Page excerpt:

┌────────

- Education: University of Florida (BA, MA); Ohio State University (PhD);
- Scientific career
- Workplaces: Stanford University; Bread Loaf School of English;

= Andrea Lunsford =

American writer and scholar

Andrea A. Lunsford is an American writer and scholar who specializes in the field of composition and rhetoric studies. She is the director of the Program in Writing and Rhetoric (PWR) and the Louise Hewlett Nixon Professor of English Emerita at Stanford University. She is also a faculty member at the Bread Loaf School of English. Lunsford has served as Chair of the Conference on College Composition and Communication (CCCC), as Chair of the Modern Language Association (MLA) Division on Writing, and as a member of the MLA Executive Council.

== Biography ==
Born in Oklahoma, Lunsford grew up in a segregated Appalachian community that shaped her understanding of literacy's liberatory potential. Her family moved frequently due to her father's accounting career, eventually settling in St. Augustine, Florida. Despite being discouraged from pursuing doctoral studies by a professor who suggested she "go home, get married, and have babies," Lunsford received her B.A. and M.A. at the University of Florida and completed her Ph.D. in English at the Ohio State University in 1977.

└────────

Data shown:
┌────────

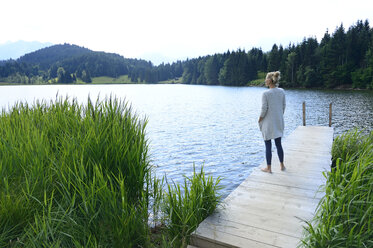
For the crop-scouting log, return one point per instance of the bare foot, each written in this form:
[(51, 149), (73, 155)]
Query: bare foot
[(266, 170)]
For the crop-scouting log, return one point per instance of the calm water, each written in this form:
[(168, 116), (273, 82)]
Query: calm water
[(211, 125)]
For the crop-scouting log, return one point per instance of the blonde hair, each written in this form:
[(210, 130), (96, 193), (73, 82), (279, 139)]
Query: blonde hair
[(274, 77)]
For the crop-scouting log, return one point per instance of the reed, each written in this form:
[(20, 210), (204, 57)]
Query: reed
[(345, 214), (73, 175), (188, 205), (78, 175)]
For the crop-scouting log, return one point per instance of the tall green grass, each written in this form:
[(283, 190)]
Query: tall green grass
[(345, 214), (74, 175)]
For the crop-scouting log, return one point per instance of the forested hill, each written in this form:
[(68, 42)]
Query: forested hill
[(48, 56), (343, 58), (66, 63)]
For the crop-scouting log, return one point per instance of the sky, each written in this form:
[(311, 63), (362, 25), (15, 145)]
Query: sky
[(170, 30)]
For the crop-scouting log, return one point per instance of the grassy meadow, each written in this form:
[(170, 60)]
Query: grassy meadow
[(345, 214), (76, 175)]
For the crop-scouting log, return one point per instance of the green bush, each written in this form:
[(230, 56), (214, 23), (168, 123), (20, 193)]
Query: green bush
[(188, 205), (345, 214), (73, 175)]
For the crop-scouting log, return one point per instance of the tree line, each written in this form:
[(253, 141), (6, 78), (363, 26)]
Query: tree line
[(339, 59)]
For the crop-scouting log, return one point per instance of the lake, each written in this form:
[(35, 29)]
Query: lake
[(211, 125)]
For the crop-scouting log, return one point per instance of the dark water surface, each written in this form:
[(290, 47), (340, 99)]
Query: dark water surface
[(211, 125)]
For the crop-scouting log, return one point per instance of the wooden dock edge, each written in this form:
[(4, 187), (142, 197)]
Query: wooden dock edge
[(223, 228)]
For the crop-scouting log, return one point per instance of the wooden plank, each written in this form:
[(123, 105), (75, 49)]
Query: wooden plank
[(268, 210)]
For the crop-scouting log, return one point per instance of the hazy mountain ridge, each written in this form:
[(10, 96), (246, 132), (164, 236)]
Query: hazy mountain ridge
[(14, 50)]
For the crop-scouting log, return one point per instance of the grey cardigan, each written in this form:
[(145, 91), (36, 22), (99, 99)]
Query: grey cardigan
[(273, 108)]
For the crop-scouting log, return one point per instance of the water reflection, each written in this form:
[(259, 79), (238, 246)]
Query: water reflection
[(211, 125)]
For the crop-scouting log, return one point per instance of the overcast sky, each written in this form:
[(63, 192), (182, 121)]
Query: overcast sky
[(176, 29)]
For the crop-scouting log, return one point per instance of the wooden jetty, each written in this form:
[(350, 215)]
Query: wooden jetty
[(268, 210)]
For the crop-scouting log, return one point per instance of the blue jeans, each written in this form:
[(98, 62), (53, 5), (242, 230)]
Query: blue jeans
[(280, 151)]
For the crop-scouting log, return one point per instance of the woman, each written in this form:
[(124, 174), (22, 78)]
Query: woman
[(271, 120)]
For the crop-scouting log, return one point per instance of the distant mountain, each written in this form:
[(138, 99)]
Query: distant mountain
[(14, 50), (48, 56), (69, 62)]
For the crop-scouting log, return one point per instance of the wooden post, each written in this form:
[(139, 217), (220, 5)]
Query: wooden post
[(304, 113), (330, 114)]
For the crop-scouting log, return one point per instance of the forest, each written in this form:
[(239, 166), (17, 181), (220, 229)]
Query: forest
[(342, 59)]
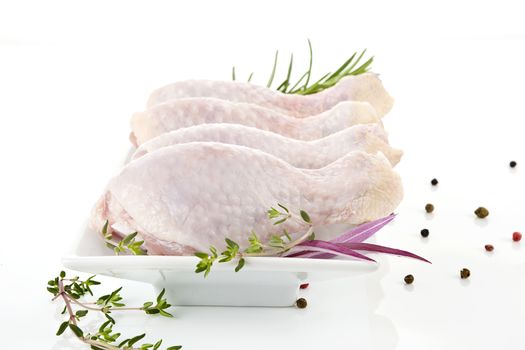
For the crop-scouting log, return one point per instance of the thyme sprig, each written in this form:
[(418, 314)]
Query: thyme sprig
[(72, 290), (127, 245), (276, 246), (350, 67)]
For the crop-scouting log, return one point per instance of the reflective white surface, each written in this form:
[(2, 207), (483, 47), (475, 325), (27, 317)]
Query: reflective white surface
[(67, 91)]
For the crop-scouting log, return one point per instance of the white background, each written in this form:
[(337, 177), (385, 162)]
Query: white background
[(71, 74)]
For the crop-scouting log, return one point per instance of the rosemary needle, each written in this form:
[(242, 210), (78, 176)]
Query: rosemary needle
[(303, 86)]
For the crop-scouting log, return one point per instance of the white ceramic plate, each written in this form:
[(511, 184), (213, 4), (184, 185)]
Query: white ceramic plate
[(264, 281)]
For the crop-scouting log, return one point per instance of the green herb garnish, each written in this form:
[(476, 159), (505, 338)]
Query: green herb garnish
[(127, 245), (72, 291), (277, 245), (350, 67)]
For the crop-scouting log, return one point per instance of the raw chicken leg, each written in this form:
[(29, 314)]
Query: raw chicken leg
[(369, 138), (182, 113), (364, 87), (187, 197)]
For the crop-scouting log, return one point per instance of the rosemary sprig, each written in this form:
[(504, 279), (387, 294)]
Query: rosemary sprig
[(277, 245), (72, 290), (126, 245), (349, 67)]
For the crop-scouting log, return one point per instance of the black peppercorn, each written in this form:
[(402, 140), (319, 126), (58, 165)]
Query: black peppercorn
[(301, 303), (409, 279), (481, 212), (464, 273)]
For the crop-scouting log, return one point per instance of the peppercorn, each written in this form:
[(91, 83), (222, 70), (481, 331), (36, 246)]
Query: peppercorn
[(301, 303), (481, 212), (409, 279), (464, 273)]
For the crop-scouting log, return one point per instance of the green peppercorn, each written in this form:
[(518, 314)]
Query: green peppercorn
[(464, 273), (301, 303), (481, 212)]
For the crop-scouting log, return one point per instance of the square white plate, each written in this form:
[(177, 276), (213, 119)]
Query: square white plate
[(263, 281)]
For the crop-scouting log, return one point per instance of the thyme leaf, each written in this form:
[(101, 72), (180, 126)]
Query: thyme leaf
[(277, 244), (71, 291)]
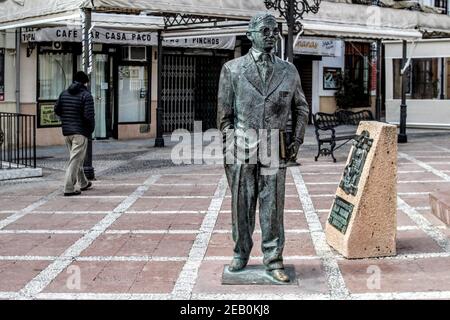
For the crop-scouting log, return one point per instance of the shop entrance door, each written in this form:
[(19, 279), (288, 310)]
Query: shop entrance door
[(132, 92), (189, 90), (304, 67), (100, 93)]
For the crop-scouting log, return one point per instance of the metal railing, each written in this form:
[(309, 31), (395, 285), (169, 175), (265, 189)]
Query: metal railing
[(17, 140)]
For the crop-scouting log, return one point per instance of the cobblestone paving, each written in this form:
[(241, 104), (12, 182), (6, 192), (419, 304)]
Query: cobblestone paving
[(149, 230)]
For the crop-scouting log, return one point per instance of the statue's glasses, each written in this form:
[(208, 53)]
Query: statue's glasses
[(266, 32)]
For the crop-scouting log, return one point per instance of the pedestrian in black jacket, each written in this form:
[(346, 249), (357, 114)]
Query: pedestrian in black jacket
[(75, 107)]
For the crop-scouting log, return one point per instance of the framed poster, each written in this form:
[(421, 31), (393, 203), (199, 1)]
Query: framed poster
[(330, 78), (46, 116), (2, 74)]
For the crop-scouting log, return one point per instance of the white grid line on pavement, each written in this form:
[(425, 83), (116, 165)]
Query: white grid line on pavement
[(335, 280), (42, 231), (72, 212), (228, 258), (339, 173), (184, 184), (400, 181), (422, 181), (21, 213), (99, 197), (402, 295), (442, 149), (44, 278), (259, 296), (176, 197), (165, 212), (429, 151), (110, 184), (167, 231), (422, 208), (218, 175), (188, 275), (413, 193), (415, 256), (130, 258), (28, 258), (438, 162), (404, 256), (427, 166), (257, 211), (432, 157), (258, 231), (431, 230), (102, 296)]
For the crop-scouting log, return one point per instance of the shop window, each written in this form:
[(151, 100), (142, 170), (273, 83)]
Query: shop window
[(2, 74), (55, 74), (134, 53), (441, 4), (423, 79), (357, 72), (448, 77), (133, 84)]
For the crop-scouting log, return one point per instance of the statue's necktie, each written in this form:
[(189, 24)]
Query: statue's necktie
[(266, 67)]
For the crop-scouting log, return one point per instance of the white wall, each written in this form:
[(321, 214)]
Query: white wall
[(420, 49), (424, 113), (421, 113), (7, 41), (28, 78), (333, 62)]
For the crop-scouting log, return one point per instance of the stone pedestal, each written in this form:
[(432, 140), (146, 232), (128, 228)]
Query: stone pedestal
[(363, 219), (440, 206)]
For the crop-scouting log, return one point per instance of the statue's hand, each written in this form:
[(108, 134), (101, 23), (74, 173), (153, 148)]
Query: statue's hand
[(293, 150)]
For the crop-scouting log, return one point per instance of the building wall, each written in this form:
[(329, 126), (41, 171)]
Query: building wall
[(323, 100), (140, 131), (432, 113), (7, 41)]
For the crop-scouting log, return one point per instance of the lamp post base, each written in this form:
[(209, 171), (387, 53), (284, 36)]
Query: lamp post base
[(159, 143), (402, 138), (89, 172)]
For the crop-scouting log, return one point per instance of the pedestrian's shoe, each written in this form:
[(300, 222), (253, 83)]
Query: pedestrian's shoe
[(279, 275), (69, 194), (89, 185), (237, 264)]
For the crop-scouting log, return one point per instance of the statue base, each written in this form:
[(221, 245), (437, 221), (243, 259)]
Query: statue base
[(256, 274)]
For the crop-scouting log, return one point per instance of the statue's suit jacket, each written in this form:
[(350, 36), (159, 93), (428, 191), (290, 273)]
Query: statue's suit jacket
[(245, 102)]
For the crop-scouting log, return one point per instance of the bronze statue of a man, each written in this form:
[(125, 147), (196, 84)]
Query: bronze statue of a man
[(260, 91)]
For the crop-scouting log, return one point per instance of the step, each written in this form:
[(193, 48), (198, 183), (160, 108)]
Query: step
[(440, 206)]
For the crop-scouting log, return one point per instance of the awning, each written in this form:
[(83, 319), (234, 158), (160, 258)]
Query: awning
[(333, 19)]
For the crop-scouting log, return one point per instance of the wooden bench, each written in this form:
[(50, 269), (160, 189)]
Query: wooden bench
[(338, 126)]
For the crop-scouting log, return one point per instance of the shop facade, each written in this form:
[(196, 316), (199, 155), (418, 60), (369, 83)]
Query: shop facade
[(123, 79), (428, 85)]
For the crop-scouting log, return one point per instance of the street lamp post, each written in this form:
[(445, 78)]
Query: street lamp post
[(159, 141), (402, 137), (292, 11), (87, 65)]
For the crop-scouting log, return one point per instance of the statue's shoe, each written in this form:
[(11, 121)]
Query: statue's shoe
[(279, 275), (237, 264)]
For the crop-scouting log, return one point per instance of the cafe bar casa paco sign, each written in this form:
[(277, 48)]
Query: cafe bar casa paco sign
[(100, 35), (319, 47)]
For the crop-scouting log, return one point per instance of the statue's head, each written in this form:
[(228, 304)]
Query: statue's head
[(263, 31)]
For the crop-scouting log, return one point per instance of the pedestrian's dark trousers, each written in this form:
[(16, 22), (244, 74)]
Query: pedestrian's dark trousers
[(249, 183)]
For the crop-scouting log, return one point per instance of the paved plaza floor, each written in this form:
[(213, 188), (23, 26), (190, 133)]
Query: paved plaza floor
[(152, 230)]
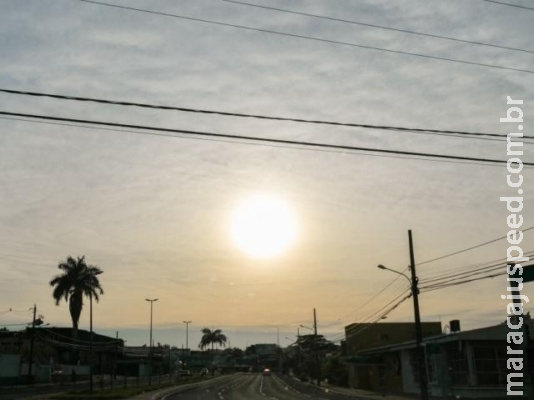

└────────

List of tasks:
1. Reproduce the section of the Andrea Lunsford profile that opens with the words containing "Andrea A. Lunsford" and closes with "MLA Executive Council.".
2. Answer these questions using the Andrea Lunsford profile:
(a) In which state was Lunsford born?
(b) In what year did she complete her Ph.D.?
(c) What professorship does she hold at Stanford University?
The entries are separate material and are not part of the Andrea Lunsford profile.

List of solutions:
1.
Andrea A. Lunsford is an American writer and scholar who specializes in the field of composition and rhetoric studies. She is the director of the Program in Writing and Rhetoric (PWR) and the Louise Hewlett Nixon Professor of English Emerita at Stanford University. She is also a faculty member at the Bread Loaf School of English. Lunsford has served as Chair of the Conference on College Composition and Communication (CCCC), as Chair of the Modern Language Association (MLA) Division on Writing, and as a member of the MLA Executive Council.

2.
(a) Oklahoma
(b) 1977
(c) Louise Hewlett Nixon Professor of English Emerita